[Tareas propuestas]
1: En el texto sobre el debate del estado de la nación, ¿a qué renunció Pérez Rubalcaba?
2: Continúa el texto sobre el debate del estado de la nación a partir de su última oración.

[Texto del ejercicio]
:::::
Se suponía que un presidente de gobierno que confiesa sin rubor que entre sus “deberes” no se encuentra cumplir las promesas electorales mediante las cuales se le concedió la presidencia de la nación; que detenta, pues, según propia confesión, ilegítimamente el poder; sobre el que cae la sospecha de haber cobrado de su partido dinero ilícito en sobres; de haber financiado su partido ilegalmente con el óbolo generoso de las grandes constructoras; de mantener presuntos delincuentes cualificados en nómina, bajo falsos despidos, a los que paga la cuota de la Seguridad Social, y que poseen cuentas multimillonarias en paraísos fiscales; con una ministra de Sanidad cuyo marido, encausado en la trama Gürtel por sus actividades presuntamente delictivas cuando todavía convivía con él en el domicilio conyugal, hacía negocios con el extesorero encausado; con un ministro de Hacienda que miente sobre la situación fiscal y laboral de Bárcenas (“esa persona”, como ridículamente le llaman ahora)... se suponía que un presidente de tal calaña o bien debería presentar disculpas, o bien justificar en sede parlamentaria que todo ello es un colosal malentendido, una trama urdida por periodistas, jueces, fiscales y policías.

Pérez Rubalcaba, al que se supone que representa al mayor número de votos en las filas de la oposición, y por lo tanto, el líder más cualificado para derribar de un manotazo dialéctico al debilitado Mariano, está tan encantado con su manera reposada de hacer oposición, de monjita de la caridad, que tuvo el atrevimiento de renunciar a un turno de réplica, mientras en la calle los ciudadanos le hacen el trabajo sucio de enfrentarse a cara descubierta a los abusos autoritarios de los gobiernos del PP.

Alguien que renuncia a un turno de réplica en un debate del estado de la nación no puede continuar ni un minuto más en su puesto de representante de la voz de la oposición.

El país al que ellos llaman nación vive pendiente de hasta dónde está implicada la corona, la jefatura del Estado, nada menos, en los turbios manejos de Urdangarin. Un país pendiente de si la majestad suya se puede dislocar una cadera en una mala postura tras un encuentro apasionado con su amiga, la falsa princesa Corinna. Pendiente de la declaración de Bárcenas ante el juez, de sus ases en la manga, de unos recibís que son una bomba de relojería colocada en los cimientos de Génova 13 y de la misma democracia. Un país que, entre tanto, se preparaba para una protesta masiva en todas las ciudades españolas, como una gran marea de cabreo, contra la política de un gobierno que ha dejado nuestros destinos en manos de los tecnócratas de Bruselas y la impiedad de la insaciable señora Merkel.
:::::
[Información mostrada]
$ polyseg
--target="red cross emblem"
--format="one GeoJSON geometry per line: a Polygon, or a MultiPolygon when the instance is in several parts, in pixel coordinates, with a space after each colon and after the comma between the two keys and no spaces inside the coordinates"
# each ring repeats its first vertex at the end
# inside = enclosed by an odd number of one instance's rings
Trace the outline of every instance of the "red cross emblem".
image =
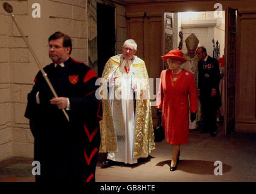
{"type": "Polygon", "coordinates": [[[75,84],[77,83],[78,81],[78,75],[70,75],[69,76],[69,81],[71,82],[71,84],[75,84]]]}

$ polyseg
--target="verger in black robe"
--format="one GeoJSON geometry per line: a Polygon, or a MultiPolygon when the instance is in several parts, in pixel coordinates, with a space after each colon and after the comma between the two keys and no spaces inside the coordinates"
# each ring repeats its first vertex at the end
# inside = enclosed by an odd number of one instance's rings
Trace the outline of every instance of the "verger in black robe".
{"type": "Polygon", "coordinates": [[[50,100],[53,97],[42,73],[28,95],[25,116],[35,137],[35,161],[40,162],[36,181],[95,181],[100,144],[101,101],[94,71],[71,58],[64,67],[54,63],[44,68],[59,97],[67,97],[70,122],[50,100]],[[36,101],[39,92],[39,104],[36,101]]]}

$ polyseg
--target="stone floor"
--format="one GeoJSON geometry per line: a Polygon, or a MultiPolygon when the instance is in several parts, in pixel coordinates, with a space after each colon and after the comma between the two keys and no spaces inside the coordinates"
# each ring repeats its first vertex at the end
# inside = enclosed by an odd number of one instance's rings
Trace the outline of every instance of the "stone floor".
{"type": "MultiPolygon", "coordinates": [[[[97,182],[256,182],[256,134],[234,133],[227,136],[218,127],[216,137],[198,131],[189,132],[189,143],[181,146],[177,170],[170,172],[172,147],[164,141],[136,165],[106,167],[100,154],[97,182]],[[220,161],[222,175],[220,173],[220,161]],[[215,169],[217,168],[217,169],[215,169]]],[[[33,159],[15,157],[0,162],[0,182],[34,182],[33,159]]]]}

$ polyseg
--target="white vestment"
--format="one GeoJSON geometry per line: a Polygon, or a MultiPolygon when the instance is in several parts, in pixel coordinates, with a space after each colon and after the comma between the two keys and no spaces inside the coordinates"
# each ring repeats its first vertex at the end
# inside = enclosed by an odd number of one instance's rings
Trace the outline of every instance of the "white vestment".
{"type": "MultiPolygon", "coordinates": [[[[116,92],[115,91],[114,87],[110,87],[109,90],[110,107],[115,130],[117,135],[118,135],[118,132],[117,132],[118,128],[121,130],[122,130],[121,128],[124,129],[124,132],[123,133],[124,139],[118,139],[118,137],[116,138],[118,151],[117,152],[109,152],[107,159],[132,164],[137,163],[137,159],[133,158],[133,146],[135,130],[135,113],[133,98],[133,98],[133,89],[135,89],[135,87],[133,81],[136,79],[133,72],[134,69],[133,65],[131,65],[131,60],[127,61],[125,59],[123,60],[122,65],[118,67],[122,73],[121,79],[121,95],[120,96],[121,99],[119,101],[121,104],[122,109],[121,110],[121,109],[116,109],[120,110],[119,112],[115,112],[115,107],[113,98],[118,98],[118,96],[116,96],[116,92]],[[128,73],[126,72],[124,68],[126,64],[126,65],[129,64],[130,67],[130,70],[128,73]],[[121,118],[121,116],[123,116],[123,118],[121,118]],[[120,122],[120,120],[122,120],[122,119],[123,122],[120,122]],[[123,125],[124,126],[123,127],[123,125]]],[[[116,72],[116,70],[115,71],[112,76],[115,76],[116,72]]],[[[118,81],[116,81],[118,82],[118,81]]]]}

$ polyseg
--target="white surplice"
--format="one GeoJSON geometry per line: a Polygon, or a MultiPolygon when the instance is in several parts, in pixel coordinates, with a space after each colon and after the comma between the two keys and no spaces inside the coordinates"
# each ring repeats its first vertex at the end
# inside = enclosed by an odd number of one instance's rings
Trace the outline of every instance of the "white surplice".
{"type": "MultiPolygon", "coordinates": [[[[137,163],[137,159],[133,158],[133,147],[134,142],[134,134],[135,129],[135,113],[133,104],[133,89],[135,73],[134,69],[132,65],[132,61],[123,60],[121,66],[118,67],[122,73],[121,78],[121,107],[123,113],[123,124],[124,127],[124,139],[118,140],[117,138],[117,152],[109,152],[107,159],[117,162],[123,162],[126,164],[137,163]],[[127,73],[124,65],[127,63],[130,67],[130,71],[127,73]]],[[[116,71],[115,71],[116,72],[116,71]]],[[[112,76],[115,76],[115,72],[112,76]]],[[[113,98],[114,96],[114,87],[110,87],[109,90],[110,99],[110,107],[113,115],[113,98]]],[[[136,97],[135,97],[136,98],[136,97]]],[[[121,114],[120,114],[121,115],[121,114]]],[[[114,127],[116,131],[118,124],[113,119],[114,127]]]]}

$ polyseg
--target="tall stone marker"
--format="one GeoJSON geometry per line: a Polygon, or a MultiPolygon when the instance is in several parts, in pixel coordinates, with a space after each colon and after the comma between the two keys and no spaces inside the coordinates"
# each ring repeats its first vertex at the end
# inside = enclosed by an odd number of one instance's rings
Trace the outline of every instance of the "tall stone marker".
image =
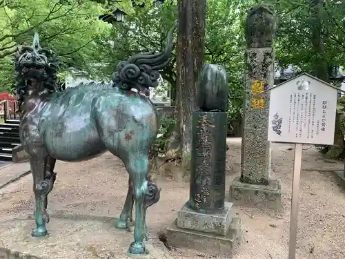
{"type": "Polygon", "coordinates": [[[206,64],[201,71],[189,200],[167,229],[169,244],[213,254],[232,253],[241,236],[241,220],[231,215],[232,203],[225,202],[228,79],[221,66],[206,64]]]}
{"type": "Polygon", "coordinates": [[[230,187],[236,204],[279,209],[281,187],[270,179],[271,153],[267,141],[269,91],[273,86],[275,15],[266,6],[248,12],[246,24],[246,78],[244,87],[244,133],[241,177],[230,187]]]}

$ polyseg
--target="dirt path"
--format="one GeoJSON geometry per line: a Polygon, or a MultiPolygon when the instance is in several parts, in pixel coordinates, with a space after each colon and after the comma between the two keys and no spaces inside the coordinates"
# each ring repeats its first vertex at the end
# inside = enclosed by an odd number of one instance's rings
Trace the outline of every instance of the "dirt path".
{"type": "MultiPolygon", "coordinates": [[[[232,139],[227,157],[227,193],[240,171],[240,139],[232,139]]],[[[284,211],[235,207],[243,221],[244,240],[233,259],[286,259],[293,166],[293,145],[273,144],[272,178],[282,182],[284,211]]],[[[304,149],[308,148],[304,146],[304,149]]],[[[344,163],[323,160],[314,147],[303,152],[297,235],[298,259],[345,258],[345,193],[335,183],[331,171],[344,163]]],[[[58,178],[50,196],[52,212],[75,215],[117,216],[127,190],[122,163],[110,154],[81,163],[58,162],[58,178]]],[[[149,208],[147,223],[150,238],[165,229],[188,197],[189,184],[171,175],[158,175],[161,200],[149,208]]],[[[26,176],[0,190],[0,216],[32,215],[32,179],[26,176]]],[[[54,220],[52,219],[52,220],[54,220]]],[[[48,225],[49,228],[49,224],[48,225]]],[[[158,242],[159,241],[157,240],[158,242]]],[[[177,248],[175,258],[212,258],[212,256],[177,248]]],[[[219,258],[219,257],[218,257],[219,258]]],[[[227,258],[224,255],[223,258],[227,258]]]]}

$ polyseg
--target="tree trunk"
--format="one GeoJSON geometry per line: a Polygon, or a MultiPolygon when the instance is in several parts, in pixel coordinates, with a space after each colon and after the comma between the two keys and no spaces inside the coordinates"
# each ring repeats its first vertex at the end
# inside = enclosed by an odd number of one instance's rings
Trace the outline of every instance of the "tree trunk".
{"type": "Polygon", "coordinates": [[[328,81],[328,69],[322,40],[322,23],[320,13],[321,8],[323,8],[323,1],[311,0],[310,6],[311,19],[309,26],[313,45],[313,73],[320,79],[328,81]]]}
{"type": "Polygon", "coordinates": [[[206,0],[179,0],[177,48],[176,130],[182,168],[190,167],[192,114],[196,110],[197,77],[204,65],[206,0]]]}
{"type": "MultiPolygon", "coordinates": [[[[311,19],[310,28],[311,31],[311,42],[313,45],[313,73],[315,76],[326,81],[329,81],[328,66],[325,55],[324,42],[322,40],[322,20],[321,10],[323,8],[323,1],[311,0],[311,19]]],[[[326,155],[328,157],[337,159],[344,152],[345,146],[344,135],[339,123],[339,114],[335,116],[334,145],[330,146],[326,155]]]]}

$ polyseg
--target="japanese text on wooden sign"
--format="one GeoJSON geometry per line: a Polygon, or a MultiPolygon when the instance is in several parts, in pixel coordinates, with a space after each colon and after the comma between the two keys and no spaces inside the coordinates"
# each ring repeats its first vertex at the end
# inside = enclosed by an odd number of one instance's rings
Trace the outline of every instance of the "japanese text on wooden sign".
{"type": "Polygon", "coordinates": [[[268,140],[333,144],[337,90],[306,74],[270,90],[268,140]]]}

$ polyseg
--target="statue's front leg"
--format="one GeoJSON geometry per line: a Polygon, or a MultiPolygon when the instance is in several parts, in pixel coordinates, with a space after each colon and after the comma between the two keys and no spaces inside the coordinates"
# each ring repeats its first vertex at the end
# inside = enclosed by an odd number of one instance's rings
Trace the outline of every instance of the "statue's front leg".
{"type": "Polygon", "coordinates": [[[54,182],[57,178],[57,173],[54,172],[54,168],[55,167],[55,163],[57,160],[52,157],[51,156],[48,156],[46,158],[46,173],[44,175],[44,180],[48,182],[49,185],[47,194],[43,195],[43,205],[42,205],[42,215],[46,223],[49,223],[49,214],[48,213],[46,209],[48,207],[48,195],[52,191],[54,188],[54,182]]]}
{"type": "Polygon", "coordinates": [[[31,236],[34,237],[43,236],[48,233],[46,229],[46,222],[42,213],[43,197],[46,197],[49,189],[49,184],[44,180],[46,174],[45,158],[42,155],[31,157],[30,160],[31,172],[34,178],[33,189],[36,202],[36,209],[34,211],[36,228],[31,233],[31,236]]]}

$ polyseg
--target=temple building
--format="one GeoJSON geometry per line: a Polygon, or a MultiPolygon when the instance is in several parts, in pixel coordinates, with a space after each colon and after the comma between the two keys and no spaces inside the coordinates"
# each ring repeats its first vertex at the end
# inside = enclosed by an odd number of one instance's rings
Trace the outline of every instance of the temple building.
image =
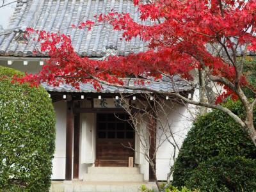
{"type": "MultiPolygon", "coordinates": [[[[129,42],[121,40],[122,32],[113,31],[109,26],[94,26],[90,31],[71,27],[83,20],[93,20],[96,14],[107,13],[112,10],[129,13],[136,22],[152,24],[152,21],[140,20],[138,8],[131,0],[18,0],[8,28],[0,31],[0,65],[36,73],[46,64],[45,60],[49,59],[47,52],[33,54],[34,51],[40,50],[40,43],[24,35],[27,28],[68,35],[76,52],[92,60],[145,51],[145,42],[136,38],[129,42]]],[[[170,79],[148,79],[150,83],[144,86],[161,92],[163,95],[175,91],[188,98],[193,97],[194,90],[191,85],[179,76],[173,79],[172,83],[170,79]]],[[[131,85],[134,84],[132,81],[136,79],[131,80],[131,85]]],[[[103,89],[98,92],[90,83],[81,84],[79,90],[63,84],[58,87],[45,83],[42,86],[52,99],[56,116],[52,180],[154,180],[142,151],[143,143],[118,100],[125,95],[136,105],[143,97],[143,92],[103,84],[103,89]],[[127,145],[131,147],[126,147],[127,145]],[[100,170],[102,167],[106,168],[105,170],[100,170]],[[119,170],[122,172],[120,175],[119,170]]],[[[166,96],[162,99],[166,104],[172,103],[171,109],[166,109],[169,110],[166,111],[168,123],[172,125],[174,138],[180,146],[191,123],[187,105],[166,96]]],[[[141,120],[138,129],[143,129],[143,122],[141,120]]],[[[161,130],[161,124],[166,124],[160,118],[147,124],[150,124],[150,130],[153,130],[148,140],[155,140],[150,144],[148,156],[157,149],[154,163],[159,180],[166,180],[173,163],[170,159],[173,149],[168,140],[161,146],[156,146],[159,143],[157,135],[161,130]]]]}

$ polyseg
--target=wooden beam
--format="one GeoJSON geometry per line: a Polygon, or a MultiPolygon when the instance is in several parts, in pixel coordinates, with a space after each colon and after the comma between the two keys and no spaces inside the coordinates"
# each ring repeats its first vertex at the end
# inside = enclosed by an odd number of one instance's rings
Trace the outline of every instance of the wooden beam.
{"type": "Polygon", "coordinates": [[[74,117],[73,179],[79,178],[79,152],[80,152],[80,114],[77,113],[75,115],[74,117]]]}
{"type": "MultiPolygon", "coordinates": [[[[156,172],[156,121],[155,118],[150,119],[149,128],[150,145],[149,147],[149,158],[153,160],[154,169],[156,172]]],[[[155,181],[154,173],[152,166],[149,164],[149,178],[148,181],[155,181]]]]}
{"type": "Polygon", "coordinates": [[[126,113],[127,112],[123,108],[75,108],[74,113],[126,113]]]}
{"type": "Polygon", "coordinates": [[[67,102],[66,125],[66,173],[65,180],[72,180],[72,150],[74,132],[73,101],[67,102]]]}

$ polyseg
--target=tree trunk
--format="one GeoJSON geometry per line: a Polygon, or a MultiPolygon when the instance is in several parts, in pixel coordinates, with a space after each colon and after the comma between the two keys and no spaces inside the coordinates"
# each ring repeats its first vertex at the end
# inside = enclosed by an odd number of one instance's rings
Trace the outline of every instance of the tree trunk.
{"type": "Polygon", "coordinates": [[[151,159],[149,159],[149,164],[150,164],[150,168],[151,168],[152,171],[154,173],[154,177],[155,179],[155,182],[156,182],[156,186],[157,187],[158,191],[161,191],[160,185],[159,185],[159,182],[157,180],[157,178],[156,177],[156,167],[155,167],[155,164],[154,163],[154,161],[152,160],[151,160],[151,159]]]}
{"type": "MultiPolygon", "coordinates": [[[[205,97],[205,74],[202,70],[198,70],[199,76],[199,100],[202,102],[207,102],[207,98],[205,97]]],[[[204,115],[207,112],[205,107],[200,107],[200,114],[204,115]]]]}

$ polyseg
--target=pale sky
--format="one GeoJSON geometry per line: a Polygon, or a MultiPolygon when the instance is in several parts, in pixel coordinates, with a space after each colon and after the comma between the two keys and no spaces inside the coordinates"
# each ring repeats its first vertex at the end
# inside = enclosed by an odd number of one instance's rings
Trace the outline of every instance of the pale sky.
{"type": "MultiPolygon", "coordinates": [[[[8,2],[12,2],[13,0],[5,0],[5,3],[8,2]]],[[[3,0],[0,0],[0,6],[3,4],[3,0]]],[[[0,25],[1,25],[4,29],[6,29],[9,23],[10,19],[12,15],[14,10],[14,8],[16,6],[16,3],[12,3],[10,5],[5,6],[0,8],[0,25]]]]}

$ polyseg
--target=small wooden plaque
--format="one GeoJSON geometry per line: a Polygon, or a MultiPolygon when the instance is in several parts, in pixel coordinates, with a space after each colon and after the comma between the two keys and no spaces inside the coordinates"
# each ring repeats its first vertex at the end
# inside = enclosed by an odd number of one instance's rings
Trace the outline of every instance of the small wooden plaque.
{"type": "Polygon", "coordinates": [[[133,167],[133,157],[129,157],[129,167],[133,167]]]}

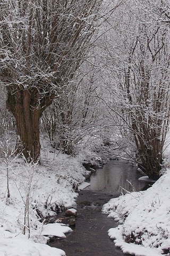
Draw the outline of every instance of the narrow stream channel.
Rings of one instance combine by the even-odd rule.
[[[117,227],[117,223],[101,214],[101,210],[110,198],[125,194],[125,190],[146,189],[148,183],[139,181],[141,176],[136,167],[123,160],[110,161],[98,169],[90,177],[90,186],[79,193],[73,232],[48,245],[63,250],[66,256],[130,256],[116,247],[109,238],[108,230]]]

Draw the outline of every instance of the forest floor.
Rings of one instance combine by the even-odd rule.
[[[81,163],[83,158],[54,150],[48,143],[41,146],[40,166],[27,164],[22,158],[11,158],[7,163],[0,158],[0,256],[65,255],[46,244],[47,236],[64,237],[72,230],[59,223],[45,225],[42,220],[54,216],[57,210],[76,207],[78,194],[73,187],[83,183],[88,172]],[[168,152],[167,148],[167,165]],[[124,253],[169,255],[169,179],[166,169],[147,190],[127,193],[103,206],[104,213],[120,222],[117,228],[110,227],[109,235]]]

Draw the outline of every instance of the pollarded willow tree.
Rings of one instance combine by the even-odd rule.
[[[170,30],[165,3],[126,1],[115,30],[120,43],[115,67],[119,113],[133,135],[135,160],[154,179],[162,167],[169,122]]]
[[[93,47],[102,2],[1,1],[0,81],[26,158],[39,158],[40,117]]]

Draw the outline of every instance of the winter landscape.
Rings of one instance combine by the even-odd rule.
[[[57,215],[121,159],[153,185],[102,206],[113,247],[170,255],[169,13],[169,0],[0,1],[0,256],[65,255],[47,244],[74,232]]]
:::::
[Respuestas]
1: A un turno de réplica.

2:
Si con un país sumido en la desesperanza, un ilegítimo presidente de gobierno al que no cree ni su ojo izquierdo es capaz de salir airoso de un debate sobre el estado de la nación, capaz de convertir lo que debería haber sido el retrato de un desastre, la confesión de un fracaso, en un nuevo mitin del maravilloso futuro de tullidos que nos espera, es que Mariano Rajoy se merece que le nombren presidente vitalicio.

Es un mago. Creo en dios.

Un debate sobre el estado de la nación recuerda en cierto modo a un equipo médico ante el lecho del enfermo, que mantiene a viva voz un debate sobre el estado físico del paciente, todos con caras de preocupación, y cada uno con su particular pronóstico y su no menos singular tratamiento terapéutico. Unos le conceden como mucho tres días de vida, y otros le prometen que si se toma religiosamente todas las medicinas se curará muy pronto: a lo sumo, en 2014 ya empezará a notar síntomas de recuperación.

Y el enfermo, allí tirado, con esos pelos, preguntándose estupefacto cómo sus cuidadores llegaron a obtener el título de especialista. A veces, entre delirio y delirio, en su duermevela angustioso, intenta decirles en un hilo de voz cómo se encuentra realmente, qué síntomas padece. Ha oído que uno de los médicos aconseja amputar una pierna, cuando a él lo que le duele es la almorrana; tiene un hambre atroz, pero escucha por el oído bueno cómo otro doctor dictamina una severa dieta a base arroz hervido y caldo limpio de gallina.